**Given passage:**

━━━━━━━━━━━━━━━━━━━━

Frequently asked questions on Ganglion cysts of the wrist

How long is one usually on sick leave after surgery on a ganglion cyst of the wrist?

This is a very frequently asked question which is hard to answer, mainly because:

It depends mostly on the kind of activity performed by the patient. Activities which put a lot of strain on the affected area typically require a recovery time of approximately two months. If the patient is at liberty to choose the degree of strain that is placed on the recovering area, certainly the sick-leave will be much shorter.

Please note: The removal of a ganglion cyst is not very hard on the human organism. This can, however, not be said for the marvelous tool which is the hand! Please do take the to-be-expected limitations as far as the mobility of the hand along with the limitations regarding any straining of the hand very seriously, when planning your surgery appointment.

Most patients with average straining activities and regular healing process are able to return to work after approximately six weeks.

 

What are the options if the procedure to remove the ganglion cyst did not turn out as expected?

Prior to evaluate whether a procedure was successful or not, please do allow at least half a year.  The wrist area of a hand is full of pain-sensitive nerves which in connection with an immature scare may lead to lingering symptoms.

In addition, not every swelling of the wrist after surgery on a ganglion cyst has to be deemed a relapse (recurrent cyst). Sometimes the swelling occurs due to an encapsulated hematoma, which only slowly recedes.    

In the case of a recurrent cyst or if even if after six months succeeding surgery the discomfort persists, I recommend to seek the advice of a hand surgeon in order to identify the cause of what appears to be an unsuccessful procedure.

 

 

Who should be performing surgery on a ganglion cyst of the wrist?

Even though ganglion cysts of the wrist are rather common, surgical removal at times may be fairly complicated. It is important that the surgeon you trust is experienced in operating on a hand.

Special attention must be paid to

  • Recurrent cysts
  • Ganglion cysts close to the radial artery

 

Procedures performed on either one of those two diagnoses require specific experience. I do think that a physician should be consulted who disposes of advanced expertise in the area of hand surgery.

━━━━━━━━━━━━━━━━━━━━

**What you should do:** From the ganglion cyst FAQ, copy word for word the part that opens with the words containing "What are the" and closes with "to lingering symptoms.".

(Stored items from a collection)
━━━━━━━━━━━━━━━━━━━━

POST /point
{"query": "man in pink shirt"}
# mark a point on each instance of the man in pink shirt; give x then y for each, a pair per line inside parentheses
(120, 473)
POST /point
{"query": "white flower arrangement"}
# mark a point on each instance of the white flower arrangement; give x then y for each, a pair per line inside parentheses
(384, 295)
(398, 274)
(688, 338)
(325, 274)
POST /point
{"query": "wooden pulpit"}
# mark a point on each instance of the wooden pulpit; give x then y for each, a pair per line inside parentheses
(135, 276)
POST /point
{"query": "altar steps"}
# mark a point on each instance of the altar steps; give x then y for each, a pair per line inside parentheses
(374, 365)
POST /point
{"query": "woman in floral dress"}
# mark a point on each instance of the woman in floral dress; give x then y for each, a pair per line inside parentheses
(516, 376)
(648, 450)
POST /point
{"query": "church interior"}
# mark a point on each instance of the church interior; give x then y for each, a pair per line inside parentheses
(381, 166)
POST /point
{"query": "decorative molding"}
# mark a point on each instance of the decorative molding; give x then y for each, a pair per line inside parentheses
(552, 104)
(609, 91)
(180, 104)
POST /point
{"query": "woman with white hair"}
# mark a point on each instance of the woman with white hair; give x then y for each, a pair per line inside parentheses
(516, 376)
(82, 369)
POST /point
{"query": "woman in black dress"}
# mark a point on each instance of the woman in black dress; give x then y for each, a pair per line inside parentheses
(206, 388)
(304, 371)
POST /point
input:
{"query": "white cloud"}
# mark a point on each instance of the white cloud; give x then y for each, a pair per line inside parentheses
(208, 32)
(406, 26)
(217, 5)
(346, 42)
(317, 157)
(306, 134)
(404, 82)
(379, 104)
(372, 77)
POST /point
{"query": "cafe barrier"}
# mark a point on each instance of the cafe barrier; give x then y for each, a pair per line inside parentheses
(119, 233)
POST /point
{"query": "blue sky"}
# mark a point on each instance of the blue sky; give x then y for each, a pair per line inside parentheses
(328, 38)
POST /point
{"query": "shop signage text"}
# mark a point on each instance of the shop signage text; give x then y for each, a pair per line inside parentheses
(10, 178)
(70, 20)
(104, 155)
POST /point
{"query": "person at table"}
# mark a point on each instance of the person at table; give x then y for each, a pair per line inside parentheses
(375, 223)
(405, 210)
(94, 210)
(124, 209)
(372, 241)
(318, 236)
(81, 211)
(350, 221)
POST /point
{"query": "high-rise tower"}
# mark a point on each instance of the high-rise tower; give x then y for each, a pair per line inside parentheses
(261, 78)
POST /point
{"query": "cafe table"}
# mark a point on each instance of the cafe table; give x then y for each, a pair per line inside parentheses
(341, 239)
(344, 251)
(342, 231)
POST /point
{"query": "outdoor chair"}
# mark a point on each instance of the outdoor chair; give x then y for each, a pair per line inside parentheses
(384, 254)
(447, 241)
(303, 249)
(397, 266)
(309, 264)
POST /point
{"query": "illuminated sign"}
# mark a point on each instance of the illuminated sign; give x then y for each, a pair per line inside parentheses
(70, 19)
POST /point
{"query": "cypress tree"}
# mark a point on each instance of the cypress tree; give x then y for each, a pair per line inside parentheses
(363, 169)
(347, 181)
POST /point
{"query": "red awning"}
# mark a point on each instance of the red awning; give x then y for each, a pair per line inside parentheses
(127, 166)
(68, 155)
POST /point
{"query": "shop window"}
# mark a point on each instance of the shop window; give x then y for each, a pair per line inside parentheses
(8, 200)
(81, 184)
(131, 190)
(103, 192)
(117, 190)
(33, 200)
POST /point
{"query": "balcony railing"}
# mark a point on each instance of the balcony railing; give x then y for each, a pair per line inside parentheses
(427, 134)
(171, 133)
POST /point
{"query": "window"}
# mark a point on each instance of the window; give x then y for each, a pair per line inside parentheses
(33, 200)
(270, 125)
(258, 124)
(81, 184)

━━━━━━━━━━━━━━━━━━━━

**Reply to the exercise:**
What are the options if the procedure to remove the ganglion cyst did not turn out as expected?

Prior to evaluate whether a procedure was successful or not, please do allow at least half a year.  The wrist area of a hand is full of pain-sensitive nerves which in connection with an immature scare may lead to lingering symptoms.